--- RECORD LIST ---
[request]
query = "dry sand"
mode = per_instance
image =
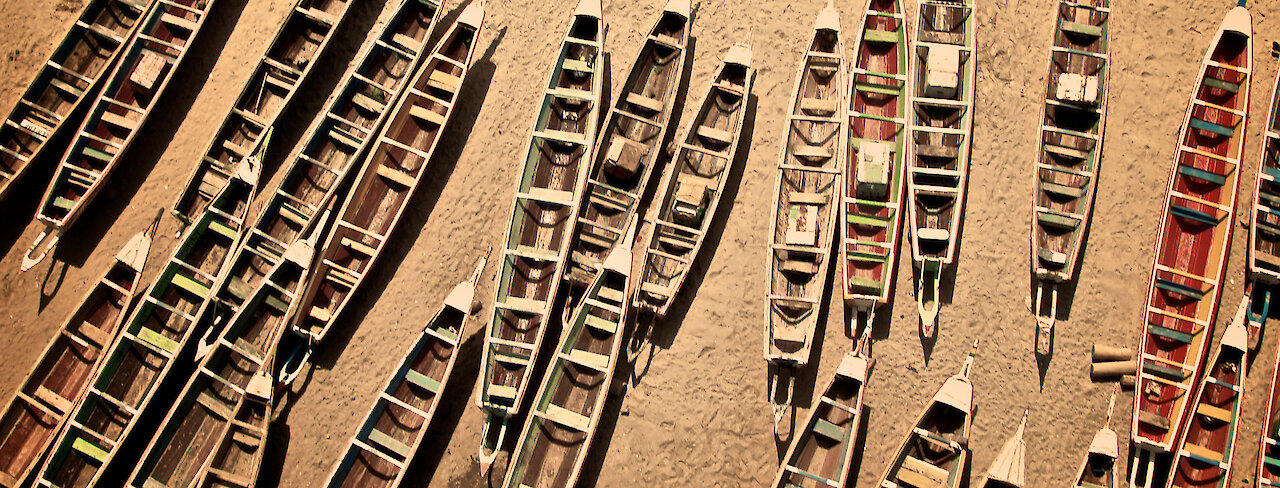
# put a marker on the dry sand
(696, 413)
---
--- RECORD LIST ---
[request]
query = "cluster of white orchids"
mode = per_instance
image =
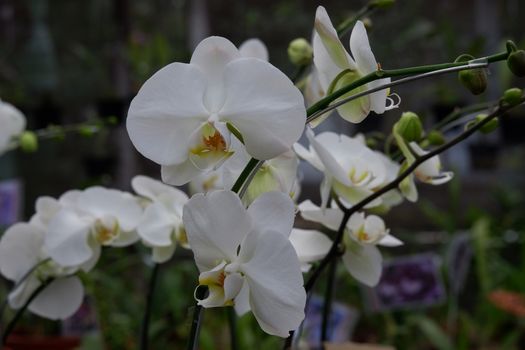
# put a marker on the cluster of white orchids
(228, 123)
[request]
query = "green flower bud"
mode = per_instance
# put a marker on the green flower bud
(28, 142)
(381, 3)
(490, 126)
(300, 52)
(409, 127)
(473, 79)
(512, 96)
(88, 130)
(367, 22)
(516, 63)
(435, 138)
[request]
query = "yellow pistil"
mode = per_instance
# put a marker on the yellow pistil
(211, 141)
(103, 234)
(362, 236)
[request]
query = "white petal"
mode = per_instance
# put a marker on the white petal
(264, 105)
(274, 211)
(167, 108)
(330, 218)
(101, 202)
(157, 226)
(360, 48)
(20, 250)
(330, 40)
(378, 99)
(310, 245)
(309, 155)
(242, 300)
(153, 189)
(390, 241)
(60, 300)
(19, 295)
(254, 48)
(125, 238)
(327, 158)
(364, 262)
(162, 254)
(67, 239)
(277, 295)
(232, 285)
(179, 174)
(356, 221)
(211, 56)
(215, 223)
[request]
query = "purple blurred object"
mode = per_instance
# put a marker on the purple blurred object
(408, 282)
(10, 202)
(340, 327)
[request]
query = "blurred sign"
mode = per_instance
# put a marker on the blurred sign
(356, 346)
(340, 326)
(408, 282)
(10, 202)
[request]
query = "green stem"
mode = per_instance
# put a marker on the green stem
---
--- RECORD LIST ---
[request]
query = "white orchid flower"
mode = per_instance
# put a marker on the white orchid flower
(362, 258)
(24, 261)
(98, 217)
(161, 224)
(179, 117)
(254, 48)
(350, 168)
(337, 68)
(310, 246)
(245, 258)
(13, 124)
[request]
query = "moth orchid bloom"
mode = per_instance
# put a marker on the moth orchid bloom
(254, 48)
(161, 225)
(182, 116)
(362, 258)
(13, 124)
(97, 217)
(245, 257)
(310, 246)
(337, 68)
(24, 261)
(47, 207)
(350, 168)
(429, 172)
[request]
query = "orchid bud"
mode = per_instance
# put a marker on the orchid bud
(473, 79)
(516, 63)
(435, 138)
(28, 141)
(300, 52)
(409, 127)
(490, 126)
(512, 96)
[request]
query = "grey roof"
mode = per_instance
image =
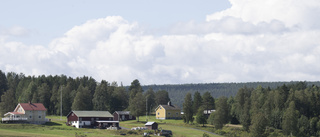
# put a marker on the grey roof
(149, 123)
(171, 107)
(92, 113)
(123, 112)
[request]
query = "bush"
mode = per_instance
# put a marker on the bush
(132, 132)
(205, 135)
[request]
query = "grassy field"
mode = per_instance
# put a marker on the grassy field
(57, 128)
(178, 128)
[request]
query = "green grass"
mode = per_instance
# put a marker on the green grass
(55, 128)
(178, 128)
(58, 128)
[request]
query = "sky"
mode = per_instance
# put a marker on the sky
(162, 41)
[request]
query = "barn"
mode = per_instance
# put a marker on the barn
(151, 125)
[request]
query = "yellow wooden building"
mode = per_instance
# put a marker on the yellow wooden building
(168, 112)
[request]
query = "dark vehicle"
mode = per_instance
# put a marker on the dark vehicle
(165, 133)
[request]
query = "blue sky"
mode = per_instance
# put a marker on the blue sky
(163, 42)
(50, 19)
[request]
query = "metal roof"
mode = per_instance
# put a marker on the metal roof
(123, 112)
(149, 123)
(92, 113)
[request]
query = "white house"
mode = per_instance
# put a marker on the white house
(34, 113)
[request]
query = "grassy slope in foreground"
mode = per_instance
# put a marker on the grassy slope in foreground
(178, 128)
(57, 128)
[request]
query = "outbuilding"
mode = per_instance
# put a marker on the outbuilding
---
[TASK BRIEF] List every line of the entries above that contains the string "field", matching case exactly.

[RESULT OF THIS TASK]
query = "grassy field"
# put a marker on the grassy field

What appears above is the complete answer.